**WHAT TO DO**
Please rescale the part of the listing below that opens with the line containing "Exercise. Point out every instance of the hooded" and runs through the end of the listing, including that line. Give all of its lines again, requests included, with every x and y coordinate in the answers multiplied by 2.3 and rounded to a whole number, halves rounded up.

**ROWS**
## Begin
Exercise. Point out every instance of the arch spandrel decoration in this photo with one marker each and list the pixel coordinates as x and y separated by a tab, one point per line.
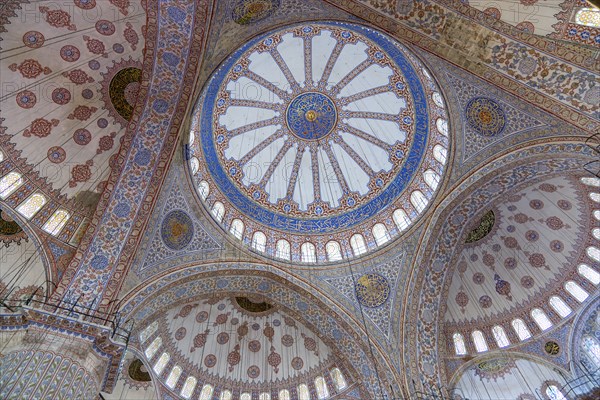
319	129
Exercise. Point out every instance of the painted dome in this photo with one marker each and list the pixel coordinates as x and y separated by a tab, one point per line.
313	134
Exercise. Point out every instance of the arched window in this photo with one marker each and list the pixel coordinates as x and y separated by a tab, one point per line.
521	329
442	126
259	241
206	393
593	253
188	388
588	273
226	395
560	306
321	387
459	344
591	349
381	234
418	200
174	376
357	242
195	164
203	189
576	291
541	319
591	181
338	379
500	336
303	392
237	228
333	250
479	341
401	219
161	363
218	211
282	249
588	17
154	346
56	222
308	252
440	153
10	183
432	179
32	205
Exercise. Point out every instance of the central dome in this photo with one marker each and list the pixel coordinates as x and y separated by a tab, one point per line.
317	129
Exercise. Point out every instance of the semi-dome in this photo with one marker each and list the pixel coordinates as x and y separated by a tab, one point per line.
319	141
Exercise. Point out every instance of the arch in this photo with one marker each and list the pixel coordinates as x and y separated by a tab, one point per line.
541	319
576	291
381	234
358	244
237	228
9	183
418	200
333	250
521	329
218	211
500	336
259	241
283	249
308	252
32	205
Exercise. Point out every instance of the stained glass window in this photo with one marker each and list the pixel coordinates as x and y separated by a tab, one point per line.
56	222
203	189
174	376
154	346
588	17
576	291
591	349
440	153
381	234
226	395
9	184
521	329
560	306
283	249
237	228
303	392
401	219
218	211
188	388
308	252
541	319
161	363
206	393
321	387
148	331
32	205
432	179
418	200
459	344
589	273
338	379
500	336
479	341
259	241
333	250
357	242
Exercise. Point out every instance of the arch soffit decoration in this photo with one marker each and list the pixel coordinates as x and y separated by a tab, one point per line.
186	285
520	165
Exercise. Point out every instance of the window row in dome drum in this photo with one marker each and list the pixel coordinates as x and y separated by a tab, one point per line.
537	314
29	207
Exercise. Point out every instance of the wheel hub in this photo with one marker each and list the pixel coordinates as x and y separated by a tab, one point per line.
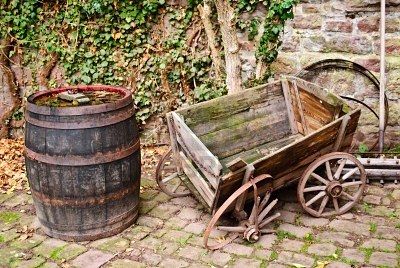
334	189
251	234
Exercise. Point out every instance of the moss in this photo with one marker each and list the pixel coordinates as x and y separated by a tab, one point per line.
372	227
9	217
274	256
55	254
283	234
367	253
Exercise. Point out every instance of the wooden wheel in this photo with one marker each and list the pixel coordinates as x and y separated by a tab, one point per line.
251	228
327	189
167	177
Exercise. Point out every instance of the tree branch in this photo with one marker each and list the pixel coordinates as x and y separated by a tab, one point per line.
9	100
231	46
205	13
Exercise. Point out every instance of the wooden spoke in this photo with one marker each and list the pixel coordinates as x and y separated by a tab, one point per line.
232	228
269	219
352	183
323	204
264	213
267	231
349	174
265	201
176	186
318	177
328	170
315	198
168	184
333	187
250	228
254	211
335	204
314	188
348	196
336	176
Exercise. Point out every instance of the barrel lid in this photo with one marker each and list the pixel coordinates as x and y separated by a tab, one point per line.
79	110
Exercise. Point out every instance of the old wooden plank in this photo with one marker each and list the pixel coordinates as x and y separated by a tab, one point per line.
197	180
243	137
341	132
320	92
291	154
289	106
260	151
316	108
281	179
228	105
195	147
255	111
236	164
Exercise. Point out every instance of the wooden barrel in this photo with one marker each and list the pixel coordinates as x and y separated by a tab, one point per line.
83	165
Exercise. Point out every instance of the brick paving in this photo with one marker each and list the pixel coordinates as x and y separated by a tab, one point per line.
169	234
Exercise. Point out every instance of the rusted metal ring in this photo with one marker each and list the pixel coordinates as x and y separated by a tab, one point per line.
80	110
98	121
65	227
75	160
346	64
86	201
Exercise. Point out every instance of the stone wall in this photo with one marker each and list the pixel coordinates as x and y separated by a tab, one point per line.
347	29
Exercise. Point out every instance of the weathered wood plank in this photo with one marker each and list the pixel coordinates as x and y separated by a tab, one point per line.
260	151
226	142
236	164
255	111
197	180
187	139
300	109
315	108
228	105
281	179
289	106
289	157
320	93
174	143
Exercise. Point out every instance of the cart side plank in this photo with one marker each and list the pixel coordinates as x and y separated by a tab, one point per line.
284	177
274	163
188	139
197	180
289	106
320	93
226	142
226	106
255	111
300	109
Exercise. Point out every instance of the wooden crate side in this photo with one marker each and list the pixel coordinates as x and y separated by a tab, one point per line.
289	162
197	180
226	142
194	146
252	112
229	105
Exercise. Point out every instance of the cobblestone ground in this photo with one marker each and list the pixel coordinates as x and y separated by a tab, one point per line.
169	234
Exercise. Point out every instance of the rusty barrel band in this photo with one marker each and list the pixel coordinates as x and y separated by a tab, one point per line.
93	123
131	213
83	202
74	160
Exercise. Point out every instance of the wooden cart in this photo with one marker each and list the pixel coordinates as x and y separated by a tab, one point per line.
238	147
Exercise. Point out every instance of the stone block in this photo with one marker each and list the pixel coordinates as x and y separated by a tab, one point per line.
345	26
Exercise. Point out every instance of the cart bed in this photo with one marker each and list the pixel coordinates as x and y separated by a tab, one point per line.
279	128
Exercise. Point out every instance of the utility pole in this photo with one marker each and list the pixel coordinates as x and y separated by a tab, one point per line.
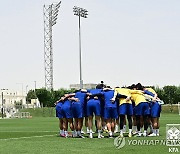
50	17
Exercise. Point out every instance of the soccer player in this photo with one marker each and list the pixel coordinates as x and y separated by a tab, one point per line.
59	104
94	106
78	110
67	115
155	110
110	110
142	109
125	108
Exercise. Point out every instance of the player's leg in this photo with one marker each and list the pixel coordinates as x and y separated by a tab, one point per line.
116	125
61	133
65	127
90	123
71	125
99	125
146	113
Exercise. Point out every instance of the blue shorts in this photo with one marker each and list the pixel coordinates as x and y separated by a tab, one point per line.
102	109
77	110
85	109
142	109
110	112
59	112
67	112
93	106
126	109
155	110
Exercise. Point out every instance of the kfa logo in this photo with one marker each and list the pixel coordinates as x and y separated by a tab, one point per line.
173	135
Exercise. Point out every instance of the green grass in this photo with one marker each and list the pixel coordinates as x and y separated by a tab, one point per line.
39	135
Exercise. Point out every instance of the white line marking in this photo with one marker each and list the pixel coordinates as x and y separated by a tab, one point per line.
25	137
28	131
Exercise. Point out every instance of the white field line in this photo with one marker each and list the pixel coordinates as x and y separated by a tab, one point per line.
28	131
26	137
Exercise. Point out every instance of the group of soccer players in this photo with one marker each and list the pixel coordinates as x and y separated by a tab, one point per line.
136	103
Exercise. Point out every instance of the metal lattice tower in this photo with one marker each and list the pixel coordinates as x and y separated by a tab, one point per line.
50	17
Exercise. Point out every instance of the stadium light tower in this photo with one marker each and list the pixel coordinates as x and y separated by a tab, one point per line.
3	101
80	12
50	18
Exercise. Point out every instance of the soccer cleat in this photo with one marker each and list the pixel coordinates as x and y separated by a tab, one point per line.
116	129
105	130
130	135
90	135
152	134
144	134
80	136
121	135
110	136
87	132
100	136
62	135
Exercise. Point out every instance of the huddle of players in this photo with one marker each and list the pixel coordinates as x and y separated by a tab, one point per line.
138	104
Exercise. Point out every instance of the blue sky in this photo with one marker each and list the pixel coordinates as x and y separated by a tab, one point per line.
123	42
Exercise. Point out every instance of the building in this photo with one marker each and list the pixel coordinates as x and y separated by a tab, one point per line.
11	101
85	86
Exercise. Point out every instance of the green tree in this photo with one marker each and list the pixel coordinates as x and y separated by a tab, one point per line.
31	95
45	97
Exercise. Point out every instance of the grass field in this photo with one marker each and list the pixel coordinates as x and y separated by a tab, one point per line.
39	135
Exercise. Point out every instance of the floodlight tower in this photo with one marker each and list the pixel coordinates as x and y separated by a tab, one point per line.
81	13
50	17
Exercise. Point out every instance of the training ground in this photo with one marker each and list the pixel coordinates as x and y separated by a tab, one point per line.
40	135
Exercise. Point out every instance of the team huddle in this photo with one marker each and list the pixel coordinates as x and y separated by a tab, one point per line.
136	104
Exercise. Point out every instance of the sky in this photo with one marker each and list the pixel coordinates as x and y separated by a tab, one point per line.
123	42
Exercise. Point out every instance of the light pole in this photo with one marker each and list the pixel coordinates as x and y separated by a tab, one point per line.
81	13
50	19
21	87
2	110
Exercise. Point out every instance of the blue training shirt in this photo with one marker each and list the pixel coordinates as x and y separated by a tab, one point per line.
81	96
108	95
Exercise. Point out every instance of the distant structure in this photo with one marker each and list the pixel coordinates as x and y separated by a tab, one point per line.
85	86
50	17
11	101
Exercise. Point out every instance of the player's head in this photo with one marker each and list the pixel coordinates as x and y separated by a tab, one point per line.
133	86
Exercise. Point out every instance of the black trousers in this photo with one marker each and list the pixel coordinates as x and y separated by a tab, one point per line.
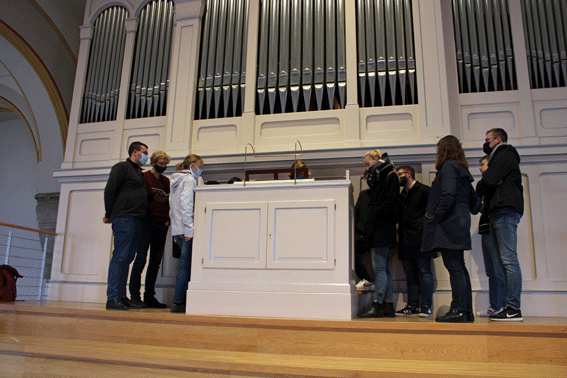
153	238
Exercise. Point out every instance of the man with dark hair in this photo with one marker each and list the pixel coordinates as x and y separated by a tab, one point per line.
417	265
501	186
125	202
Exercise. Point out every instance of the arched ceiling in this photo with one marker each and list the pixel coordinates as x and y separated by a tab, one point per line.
46	34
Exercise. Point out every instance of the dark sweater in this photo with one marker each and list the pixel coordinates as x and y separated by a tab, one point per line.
158	202
125	192
410	229
501	184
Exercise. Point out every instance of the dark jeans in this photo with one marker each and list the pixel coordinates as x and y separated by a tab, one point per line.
419	281
127	235
454	261
154	235
184	270
504	232
496	279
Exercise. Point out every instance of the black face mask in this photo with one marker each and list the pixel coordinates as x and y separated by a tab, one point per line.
160	169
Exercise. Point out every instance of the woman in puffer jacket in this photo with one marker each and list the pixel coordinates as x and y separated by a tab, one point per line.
183	183
380	229
447	224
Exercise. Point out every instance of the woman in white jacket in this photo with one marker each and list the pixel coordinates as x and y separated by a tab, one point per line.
183	182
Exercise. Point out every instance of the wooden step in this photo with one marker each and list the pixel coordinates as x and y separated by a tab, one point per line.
57	337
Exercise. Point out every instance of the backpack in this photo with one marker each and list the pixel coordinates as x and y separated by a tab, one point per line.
8	277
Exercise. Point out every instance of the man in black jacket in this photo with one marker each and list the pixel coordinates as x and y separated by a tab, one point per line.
501	186
125	202
417	265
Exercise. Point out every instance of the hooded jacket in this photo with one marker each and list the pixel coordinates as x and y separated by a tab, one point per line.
383	210
501	184
447	222
181	202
## End
**FULL RESPONSE**
Exercise. Point out every instance of the hooded jacket in this photo with one marker each and list the pixel coordinates as x and y separated by a tab, one point per line.
881	483
1152	423
1028	511
416	465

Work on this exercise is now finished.